(Lignes du jeu de données)
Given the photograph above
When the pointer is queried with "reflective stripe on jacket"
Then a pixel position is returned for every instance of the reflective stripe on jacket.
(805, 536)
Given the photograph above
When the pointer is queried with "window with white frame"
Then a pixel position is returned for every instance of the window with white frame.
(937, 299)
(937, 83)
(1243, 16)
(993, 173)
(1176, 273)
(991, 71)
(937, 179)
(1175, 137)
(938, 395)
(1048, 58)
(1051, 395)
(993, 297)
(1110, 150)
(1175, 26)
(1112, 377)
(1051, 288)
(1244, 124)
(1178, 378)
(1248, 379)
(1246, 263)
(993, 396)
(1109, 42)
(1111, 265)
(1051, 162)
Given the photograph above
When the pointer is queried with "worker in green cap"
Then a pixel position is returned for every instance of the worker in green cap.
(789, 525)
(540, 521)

---

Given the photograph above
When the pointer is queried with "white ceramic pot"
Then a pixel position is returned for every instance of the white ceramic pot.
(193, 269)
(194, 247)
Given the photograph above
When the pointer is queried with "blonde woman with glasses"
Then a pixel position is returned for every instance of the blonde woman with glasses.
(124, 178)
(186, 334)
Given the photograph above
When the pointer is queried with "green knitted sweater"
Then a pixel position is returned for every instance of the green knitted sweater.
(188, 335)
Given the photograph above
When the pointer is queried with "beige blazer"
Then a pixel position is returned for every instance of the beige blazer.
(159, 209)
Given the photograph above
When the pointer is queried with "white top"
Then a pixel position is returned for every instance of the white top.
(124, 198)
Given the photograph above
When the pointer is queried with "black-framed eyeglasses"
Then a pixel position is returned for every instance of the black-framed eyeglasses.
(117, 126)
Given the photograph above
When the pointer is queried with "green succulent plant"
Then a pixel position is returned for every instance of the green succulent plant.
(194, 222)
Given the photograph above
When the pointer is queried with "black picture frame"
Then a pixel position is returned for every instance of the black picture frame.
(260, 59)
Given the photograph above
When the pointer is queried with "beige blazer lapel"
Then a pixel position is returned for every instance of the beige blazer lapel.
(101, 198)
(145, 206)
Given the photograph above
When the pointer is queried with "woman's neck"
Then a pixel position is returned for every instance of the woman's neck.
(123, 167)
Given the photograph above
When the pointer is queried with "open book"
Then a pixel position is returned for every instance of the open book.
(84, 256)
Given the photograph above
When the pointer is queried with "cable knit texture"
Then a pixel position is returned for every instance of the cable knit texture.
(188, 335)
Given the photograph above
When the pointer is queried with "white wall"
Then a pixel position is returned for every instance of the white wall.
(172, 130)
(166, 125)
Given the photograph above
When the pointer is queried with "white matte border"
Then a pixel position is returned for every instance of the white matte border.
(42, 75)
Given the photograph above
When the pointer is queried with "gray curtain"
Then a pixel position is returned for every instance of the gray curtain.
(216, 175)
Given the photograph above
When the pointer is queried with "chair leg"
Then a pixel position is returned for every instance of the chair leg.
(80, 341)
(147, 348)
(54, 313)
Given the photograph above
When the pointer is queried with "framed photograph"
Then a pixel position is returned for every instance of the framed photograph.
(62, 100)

==

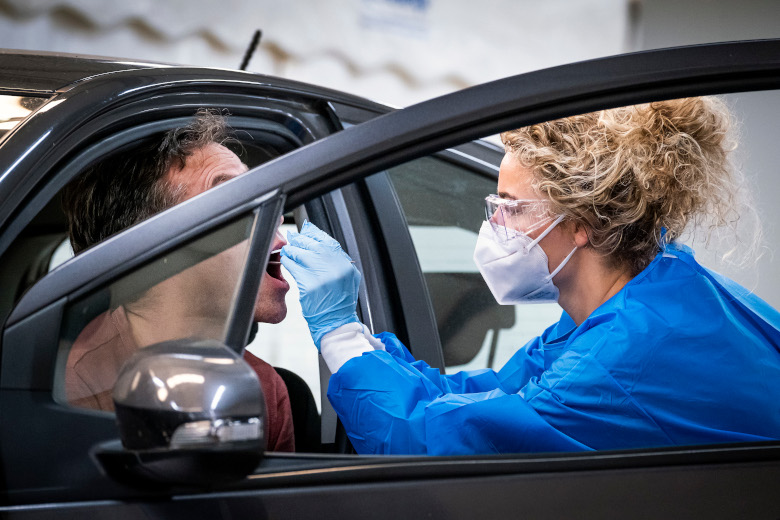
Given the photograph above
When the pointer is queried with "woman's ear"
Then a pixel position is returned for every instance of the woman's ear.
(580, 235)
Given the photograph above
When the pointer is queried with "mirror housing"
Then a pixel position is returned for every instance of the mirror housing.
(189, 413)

▶ Consigne écrite:
Indiquez combien de lignes de la liste ci-dessus contiennent le mot « lapel », sans rien ajouter d'autre que ce nombre.

▶ Réponse attendue:
2